- _Written problem_
Copy out all of the items below, renaming "wrist" to "forearm" and leaving every other part unchanged. Leave the pictures out of your answer.

(Image region outline items)
============
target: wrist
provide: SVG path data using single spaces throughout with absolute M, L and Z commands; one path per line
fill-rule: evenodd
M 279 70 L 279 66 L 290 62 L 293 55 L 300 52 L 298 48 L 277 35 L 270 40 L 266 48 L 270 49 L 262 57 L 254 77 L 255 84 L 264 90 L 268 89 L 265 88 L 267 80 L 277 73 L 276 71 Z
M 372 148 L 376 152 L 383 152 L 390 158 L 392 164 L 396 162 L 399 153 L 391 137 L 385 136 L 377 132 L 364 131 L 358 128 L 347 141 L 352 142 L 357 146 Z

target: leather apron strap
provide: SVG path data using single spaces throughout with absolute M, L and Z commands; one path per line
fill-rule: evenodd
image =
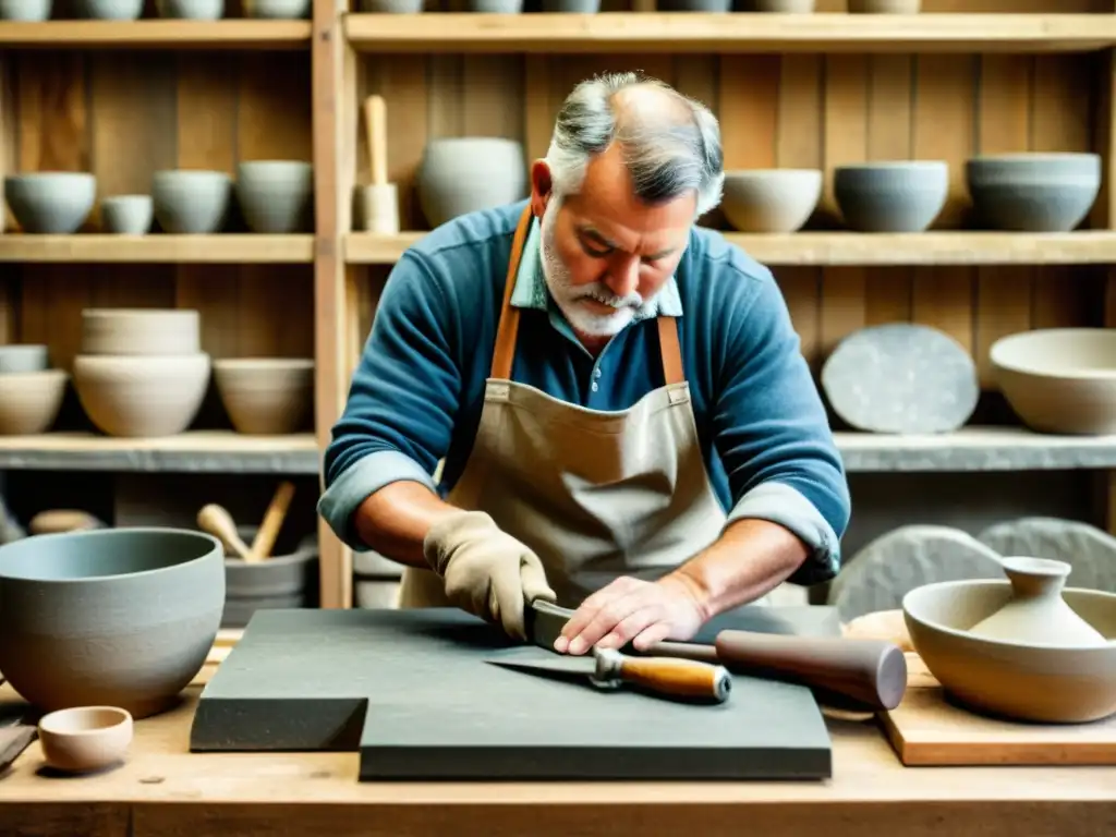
============
- _Reply_
target: forearm
provide: SVG path data using single spaces throughout with absolute M, L and Z commands; one path per line
fill-rule: evenodd
M 279 70 L 279 66 L 290 62 L 293 55 L 300 52 L 298 48 L 277 35 L 270 40 L 266 48 L 270 49 L 262 57 L 254 77 L 255 84 L 264 90 L 268 89 L 265 88 L 267 80 L 277 73 L 276 71 Z
M 372 148 L 376 152 L 383 152 L 390 158 L 392 164 L 396 162 L 399 153 L 391 137 L 385 136 L 377 132 L 364 131 L 358 128 L 347 141 L 352 142 L 357 146 Z

target: leather apron strap
provide: SVG path data using single spaces throughout with absolute M, L and Z commands; one path per line
fill-rule: evenodd
image =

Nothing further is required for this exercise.